** Begin Extracted material **
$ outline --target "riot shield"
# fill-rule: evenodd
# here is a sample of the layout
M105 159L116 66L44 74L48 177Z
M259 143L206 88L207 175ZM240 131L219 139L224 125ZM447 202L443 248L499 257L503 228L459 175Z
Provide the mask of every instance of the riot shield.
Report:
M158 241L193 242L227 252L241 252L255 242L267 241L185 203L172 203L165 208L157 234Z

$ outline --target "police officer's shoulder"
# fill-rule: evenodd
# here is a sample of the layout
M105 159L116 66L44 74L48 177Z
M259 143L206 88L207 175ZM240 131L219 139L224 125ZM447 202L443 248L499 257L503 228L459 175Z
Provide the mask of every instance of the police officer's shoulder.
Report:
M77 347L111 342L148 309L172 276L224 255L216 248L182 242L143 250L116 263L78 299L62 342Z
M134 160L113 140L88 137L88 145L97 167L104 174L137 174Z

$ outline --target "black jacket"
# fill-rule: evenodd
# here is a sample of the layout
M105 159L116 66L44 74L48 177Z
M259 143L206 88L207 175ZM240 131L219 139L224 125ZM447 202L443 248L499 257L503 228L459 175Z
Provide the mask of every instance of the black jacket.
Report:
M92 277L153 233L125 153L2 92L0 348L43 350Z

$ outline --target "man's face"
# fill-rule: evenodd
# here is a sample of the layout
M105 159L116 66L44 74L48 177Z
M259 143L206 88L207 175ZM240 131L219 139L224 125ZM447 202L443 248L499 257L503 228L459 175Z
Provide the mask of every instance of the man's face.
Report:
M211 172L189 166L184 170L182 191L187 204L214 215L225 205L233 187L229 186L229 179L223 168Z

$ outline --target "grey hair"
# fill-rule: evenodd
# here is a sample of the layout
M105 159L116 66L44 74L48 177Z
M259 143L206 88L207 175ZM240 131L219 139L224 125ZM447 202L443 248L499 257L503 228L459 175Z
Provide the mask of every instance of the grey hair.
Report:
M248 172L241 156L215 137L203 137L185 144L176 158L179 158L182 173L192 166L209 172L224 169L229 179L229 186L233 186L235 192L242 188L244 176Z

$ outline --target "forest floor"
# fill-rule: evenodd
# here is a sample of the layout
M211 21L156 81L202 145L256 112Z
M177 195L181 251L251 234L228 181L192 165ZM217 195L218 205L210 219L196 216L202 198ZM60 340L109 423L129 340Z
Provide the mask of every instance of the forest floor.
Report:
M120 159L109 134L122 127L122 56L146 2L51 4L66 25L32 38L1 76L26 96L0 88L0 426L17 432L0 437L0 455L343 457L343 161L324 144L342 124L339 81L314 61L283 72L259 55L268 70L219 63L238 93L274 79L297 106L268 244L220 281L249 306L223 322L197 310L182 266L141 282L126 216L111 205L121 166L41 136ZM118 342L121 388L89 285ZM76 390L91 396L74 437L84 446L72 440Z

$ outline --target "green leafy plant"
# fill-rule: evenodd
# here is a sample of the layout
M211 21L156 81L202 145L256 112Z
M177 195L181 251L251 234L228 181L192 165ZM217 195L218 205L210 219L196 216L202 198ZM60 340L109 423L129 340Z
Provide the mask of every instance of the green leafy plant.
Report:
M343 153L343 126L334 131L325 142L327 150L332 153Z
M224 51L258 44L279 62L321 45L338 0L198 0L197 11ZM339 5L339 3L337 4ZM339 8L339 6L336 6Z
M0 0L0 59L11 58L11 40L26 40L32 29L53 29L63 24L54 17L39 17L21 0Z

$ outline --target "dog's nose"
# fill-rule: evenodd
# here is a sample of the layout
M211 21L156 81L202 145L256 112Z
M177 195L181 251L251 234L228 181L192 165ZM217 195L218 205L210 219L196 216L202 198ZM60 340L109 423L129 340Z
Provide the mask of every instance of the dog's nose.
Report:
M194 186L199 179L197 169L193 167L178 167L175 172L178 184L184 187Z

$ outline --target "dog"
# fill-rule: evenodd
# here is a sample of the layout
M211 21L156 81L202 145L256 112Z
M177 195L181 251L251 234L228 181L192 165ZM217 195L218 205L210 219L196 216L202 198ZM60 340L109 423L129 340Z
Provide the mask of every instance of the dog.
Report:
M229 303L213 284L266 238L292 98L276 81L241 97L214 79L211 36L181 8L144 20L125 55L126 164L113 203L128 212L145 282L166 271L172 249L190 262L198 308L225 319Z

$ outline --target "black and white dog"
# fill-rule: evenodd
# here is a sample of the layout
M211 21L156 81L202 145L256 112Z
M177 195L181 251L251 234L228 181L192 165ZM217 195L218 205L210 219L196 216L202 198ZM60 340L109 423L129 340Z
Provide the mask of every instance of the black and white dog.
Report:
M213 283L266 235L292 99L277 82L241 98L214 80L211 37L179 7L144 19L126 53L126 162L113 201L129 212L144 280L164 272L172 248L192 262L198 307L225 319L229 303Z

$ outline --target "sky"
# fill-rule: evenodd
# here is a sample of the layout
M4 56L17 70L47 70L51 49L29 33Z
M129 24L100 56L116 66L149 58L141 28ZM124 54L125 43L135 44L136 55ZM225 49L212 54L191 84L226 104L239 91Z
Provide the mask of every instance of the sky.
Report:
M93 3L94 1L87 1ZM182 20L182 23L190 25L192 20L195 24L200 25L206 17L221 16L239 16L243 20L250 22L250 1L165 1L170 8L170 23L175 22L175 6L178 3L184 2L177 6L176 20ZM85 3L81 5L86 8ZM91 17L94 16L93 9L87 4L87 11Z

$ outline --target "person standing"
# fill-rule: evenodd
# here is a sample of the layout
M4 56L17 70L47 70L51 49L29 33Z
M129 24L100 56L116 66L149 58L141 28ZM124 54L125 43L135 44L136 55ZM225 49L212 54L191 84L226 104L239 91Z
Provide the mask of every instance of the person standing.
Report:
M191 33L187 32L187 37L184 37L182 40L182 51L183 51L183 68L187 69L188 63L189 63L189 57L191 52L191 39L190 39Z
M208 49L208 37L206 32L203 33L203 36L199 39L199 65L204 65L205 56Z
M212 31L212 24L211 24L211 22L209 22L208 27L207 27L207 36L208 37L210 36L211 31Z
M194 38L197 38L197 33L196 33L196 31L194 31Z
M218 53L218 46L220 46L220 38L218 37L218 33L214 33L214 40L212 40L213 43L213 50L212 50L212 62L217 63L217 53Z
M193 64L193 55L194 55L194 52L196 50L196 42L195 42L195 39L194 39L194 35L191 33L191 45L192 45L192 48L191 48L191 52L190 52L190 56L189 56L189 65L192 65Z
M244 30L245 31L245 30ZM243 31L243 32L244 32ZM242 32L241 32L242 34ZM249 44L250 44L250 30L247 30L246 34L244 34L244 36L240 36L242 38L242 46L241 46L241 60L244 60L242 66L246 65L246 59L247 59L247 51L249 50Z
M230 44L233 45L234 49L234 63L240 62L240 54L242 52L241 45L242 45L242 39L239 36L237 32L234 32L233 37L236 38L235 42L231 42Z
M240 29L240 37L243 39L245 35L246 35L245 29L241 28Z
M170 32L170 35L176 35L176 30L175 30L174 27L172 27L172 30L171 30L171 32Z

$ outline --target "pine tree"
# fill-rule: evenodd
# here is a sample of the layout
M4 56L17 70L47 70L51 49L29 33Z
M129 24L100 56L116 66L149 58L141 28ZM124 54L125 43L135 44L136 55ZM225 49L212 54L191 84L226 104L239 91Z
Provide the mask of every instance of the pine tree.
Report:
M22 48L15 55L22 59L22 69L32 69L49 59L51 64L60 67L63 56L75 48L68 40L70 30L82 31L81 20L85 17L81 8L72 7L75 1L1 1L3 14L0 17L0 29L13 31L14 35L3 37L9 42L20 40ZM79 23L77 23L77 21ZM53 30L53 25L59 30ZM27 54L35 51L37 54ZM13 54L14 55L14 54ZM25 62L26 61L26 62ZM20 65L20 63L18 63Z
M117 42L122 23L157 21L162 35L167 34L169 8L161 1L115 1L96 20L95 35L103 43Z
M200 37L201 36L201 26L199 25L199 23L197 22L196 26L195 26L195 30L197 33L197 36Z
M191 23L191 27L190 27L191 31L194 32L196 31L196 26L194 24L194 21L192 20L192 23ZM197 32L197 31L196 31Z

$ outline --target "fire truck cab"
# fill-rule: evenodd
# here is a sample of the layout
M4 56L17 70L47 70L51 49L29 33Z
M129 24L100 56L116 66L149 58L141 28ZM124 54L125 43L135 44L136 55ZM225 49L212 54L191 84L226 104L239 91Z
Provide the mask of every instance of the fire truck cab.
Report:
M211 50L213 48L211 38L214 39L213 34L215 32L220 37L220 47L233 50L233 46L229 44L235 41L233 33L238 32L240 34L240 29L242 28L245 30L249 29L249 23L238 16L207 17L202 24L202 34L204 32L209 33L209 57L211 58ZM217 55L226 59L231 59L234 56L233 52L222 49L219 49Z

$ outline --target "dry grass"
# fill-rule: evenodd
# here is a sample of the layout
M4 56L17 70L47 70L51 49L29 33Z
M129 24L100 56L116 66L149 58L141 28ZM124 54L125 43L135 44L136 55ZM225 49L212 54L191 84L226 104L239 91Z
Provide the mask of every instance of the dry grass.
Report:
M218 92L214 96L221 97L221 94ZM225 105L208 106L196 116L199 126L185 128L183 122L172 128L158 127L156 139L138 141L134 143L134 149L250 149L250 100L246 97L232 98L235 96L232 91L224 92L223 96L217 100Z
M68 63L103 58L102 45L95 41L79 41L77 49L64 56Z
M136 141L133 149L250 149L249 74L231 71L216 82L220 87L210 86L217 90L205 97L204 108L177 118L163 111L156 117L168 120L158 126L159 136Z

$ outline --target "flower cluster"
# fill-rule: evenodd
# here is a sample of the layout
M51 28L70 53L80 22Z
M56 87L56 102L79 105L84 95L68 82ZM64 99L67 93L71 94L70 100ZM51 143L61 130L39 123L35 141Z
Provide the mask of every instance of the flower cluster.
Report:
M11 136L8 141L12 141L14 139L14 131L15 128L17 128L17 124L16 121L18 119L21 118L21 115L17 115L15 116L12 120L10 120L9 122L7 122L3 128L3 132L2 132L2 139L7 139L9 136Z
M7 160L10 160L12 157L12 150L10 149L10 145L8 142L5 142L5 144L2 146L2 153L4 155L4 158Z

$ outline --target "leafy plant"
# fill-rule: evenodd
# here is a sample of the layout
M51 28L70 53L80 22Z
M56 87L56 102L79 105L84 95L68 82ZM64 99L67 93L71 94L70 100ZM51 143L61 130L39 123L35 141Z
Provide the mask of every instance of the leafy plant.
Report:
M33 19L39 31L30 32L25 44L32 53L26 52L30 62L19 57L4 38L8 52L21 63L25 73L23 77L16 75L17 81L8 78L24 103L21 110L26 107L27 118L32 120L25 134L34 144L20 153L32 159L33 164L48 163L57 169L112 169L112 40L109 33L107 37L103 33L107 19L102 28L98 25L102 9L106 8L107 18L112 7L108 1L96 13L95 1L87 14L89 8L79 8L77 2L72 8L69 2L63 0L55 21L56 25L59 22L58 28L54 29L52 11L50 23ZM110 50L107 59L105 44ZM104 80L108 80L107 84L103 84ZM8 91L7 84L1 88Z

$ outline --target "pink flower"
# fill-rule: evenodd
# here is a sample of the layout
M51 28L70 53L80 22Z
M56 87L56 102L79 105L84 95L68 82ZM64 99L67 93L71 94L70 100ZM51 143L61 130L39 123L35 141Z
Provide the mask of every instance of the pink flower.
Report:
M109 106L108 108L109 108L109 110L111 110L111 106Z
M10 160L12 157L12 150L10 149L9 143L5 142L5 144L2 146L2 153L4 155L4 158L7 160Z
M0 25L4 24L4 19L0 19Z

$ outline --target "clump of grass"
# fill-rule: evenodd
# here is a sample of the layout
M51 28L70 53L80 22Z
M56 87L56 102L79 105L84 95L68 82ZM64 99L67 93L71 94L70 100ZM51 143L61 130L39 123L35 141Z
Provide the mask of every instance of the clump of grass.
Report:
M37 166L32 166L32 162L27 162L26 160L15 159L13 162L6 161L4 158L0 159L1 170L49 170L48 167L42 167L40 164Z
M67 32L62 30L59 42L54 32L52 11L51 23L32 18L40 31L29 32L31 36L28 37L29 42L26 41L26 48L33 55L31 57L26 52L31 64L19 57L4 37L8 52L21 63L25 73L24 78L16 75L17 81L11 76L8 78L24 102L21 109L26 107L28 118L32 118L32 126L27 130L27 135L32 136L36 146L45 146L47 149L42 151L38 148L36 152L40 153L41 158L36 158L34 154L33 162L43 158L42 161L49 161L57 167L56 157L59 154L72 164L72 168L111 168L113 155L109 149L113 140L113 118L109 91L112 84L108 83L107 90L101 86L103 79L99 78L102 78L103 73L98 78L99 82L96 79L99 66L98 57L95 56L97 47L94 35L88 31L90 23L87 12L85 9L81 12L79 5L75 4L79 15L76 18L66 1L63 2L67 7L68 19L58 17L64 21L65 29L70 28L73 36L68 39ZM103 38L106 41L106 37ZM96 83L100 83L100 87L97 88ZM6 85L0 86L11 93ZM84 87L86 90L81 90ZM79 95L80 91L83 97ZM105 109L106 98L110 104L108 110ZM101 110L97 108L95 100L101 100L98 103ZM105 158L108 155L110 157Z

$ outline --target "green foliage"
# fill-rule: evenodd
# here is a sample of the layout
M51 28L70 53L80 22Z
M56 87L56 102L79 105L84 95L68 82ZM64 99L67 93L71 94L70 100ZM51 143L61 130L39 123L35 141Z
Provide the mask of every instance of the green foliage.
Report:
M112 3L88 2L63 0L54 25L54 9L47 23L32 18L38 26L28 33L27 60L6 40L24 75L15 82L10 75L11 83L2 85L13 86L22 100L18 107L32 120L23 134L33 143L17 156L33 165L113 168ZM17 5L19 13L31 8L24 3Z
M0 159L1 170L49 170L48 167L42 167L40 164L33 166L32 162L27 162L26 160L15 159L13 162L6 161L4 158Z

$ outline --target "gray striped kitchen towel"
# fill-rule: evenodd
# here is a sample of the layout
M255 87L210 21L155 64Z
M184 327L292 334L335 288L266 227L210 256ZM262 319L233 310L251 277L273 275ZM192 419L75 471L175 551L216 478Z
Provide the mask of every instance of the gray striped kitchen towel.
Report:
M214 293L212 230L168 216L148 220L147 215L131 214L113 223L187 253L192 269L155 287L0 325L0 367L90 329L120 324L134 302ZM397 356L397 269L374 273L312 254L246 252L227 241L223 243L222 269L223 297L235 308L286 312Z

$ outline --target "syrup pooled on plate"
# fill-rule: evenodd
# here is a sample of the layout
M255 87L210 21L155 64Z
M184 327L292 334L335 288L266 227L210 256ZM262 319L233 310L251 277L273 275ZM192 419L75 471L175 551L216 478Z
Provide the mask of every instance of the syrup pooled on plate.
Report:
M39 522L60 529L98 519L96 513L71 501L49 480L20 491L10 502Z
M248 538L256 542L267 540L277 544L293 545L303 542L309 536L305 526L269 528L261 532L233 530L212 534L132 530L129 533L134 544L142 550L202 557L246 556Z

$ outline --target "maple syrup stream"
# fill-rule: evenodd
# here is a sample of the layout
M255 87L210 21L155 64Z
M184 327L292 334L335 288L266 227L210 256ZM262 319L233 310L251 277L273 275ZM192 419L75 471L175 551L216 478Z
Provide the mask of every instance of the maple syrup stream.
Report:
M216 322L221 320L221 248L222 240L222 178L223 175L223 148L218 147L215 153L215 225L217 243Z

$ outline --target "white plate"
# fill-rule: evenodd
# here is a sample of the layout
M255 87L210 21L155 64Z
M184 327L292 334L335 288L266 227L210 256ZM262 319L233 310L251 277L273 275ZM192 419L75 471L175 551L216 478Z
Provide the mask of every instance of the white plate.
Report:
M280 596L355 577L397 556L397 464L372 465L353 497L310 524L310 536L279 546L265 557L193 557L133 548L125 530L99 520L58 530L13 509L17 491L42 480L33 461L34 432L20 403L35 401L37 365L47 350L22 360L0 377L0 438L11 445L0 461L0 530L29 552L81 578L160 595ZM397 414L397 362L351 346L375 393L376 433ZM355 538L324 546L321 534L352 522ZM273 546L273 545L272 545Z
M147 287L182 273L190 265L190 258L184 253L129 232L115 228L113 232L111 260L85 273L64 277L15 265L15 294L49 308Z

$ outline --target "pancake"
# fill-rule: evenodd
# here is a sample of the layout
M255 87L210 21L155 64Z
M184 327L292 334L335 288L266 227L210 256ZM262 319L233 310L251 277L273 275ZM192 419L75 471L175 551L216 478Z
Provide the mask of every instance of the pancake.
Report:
** End Extracted material **
> **Set task**: Give the rows as a numbered list, from the first line of the rows through the line containing "M211 172L189 166L184", leaving out blank lines.

> **Written answer**:
1. $ outline --target "riot shield"
2. # fill-rule: evenodd
3. # here is a sample of the layout
4. M105 159L116 66L44 74L48 177Z
5. M259 143L206 88L207 175ZM240 131L219 139L224 125ZM447 202L443 248L499 257L503 228L459 175Z
6. Provide the mask of every instance of the riot shield.
7. Report:
8. M158 241L193 242L227 252L241 252L255 242L267 241L185 203L172 203L165 208L157 234Z
9. $ outline --target "police officer's shoulder"
10. # fill-rule: evenodd
11. # here is a sample of the layout
12. M105 159L116 66L44 74L48 177Z
13. M259 143L206 88L207 175ZM240 131L219 139L224 125ZM447 202L443 248L499 257L503 228L459 175Z
14. Provide the mask of every instance of the police officer's shoulder.
15. Report:
16. M77 347L111 342L148 309L172 276L224 255L216 248L182 242L143 250L116 263L78 299L62 342Z
17. M134 160L113 140L88 137L88 145L97 167L104 174L137 174Z
18. $ outline --target "black jacket"
19. # fill-rule: evenodd
20. # here is a sample of the layout
21. M105 159L116 66L44 74L48 177Z
22. M259 143L206 88L207 175ZM240 131L219 139L224 125ZM447 202L443 248L499 257L503 228L459 175Z
23. Provide the mask of every instance of the black jacket.
24. Report:
25. M92 277L153 233L125 153L2 92L0 348L43 350Z
26. $ outline --target "man's face"
27. # fill-rule: evenodd
28. # here is a sample of the layout
29. M105 159L116 66L44 74L48 177Z
30. M259 143L206 88L207 175ZM240 131L219 139L224 125ZM447 202L443 248L499 257L503 228L459 175Z
31. Provide the mask of every instance of the man's face.
32. Report:
33. M211 172L189 166L184 170L182 191L187 204L214 215L225 205L233 187L229 186L229 179L223 168Z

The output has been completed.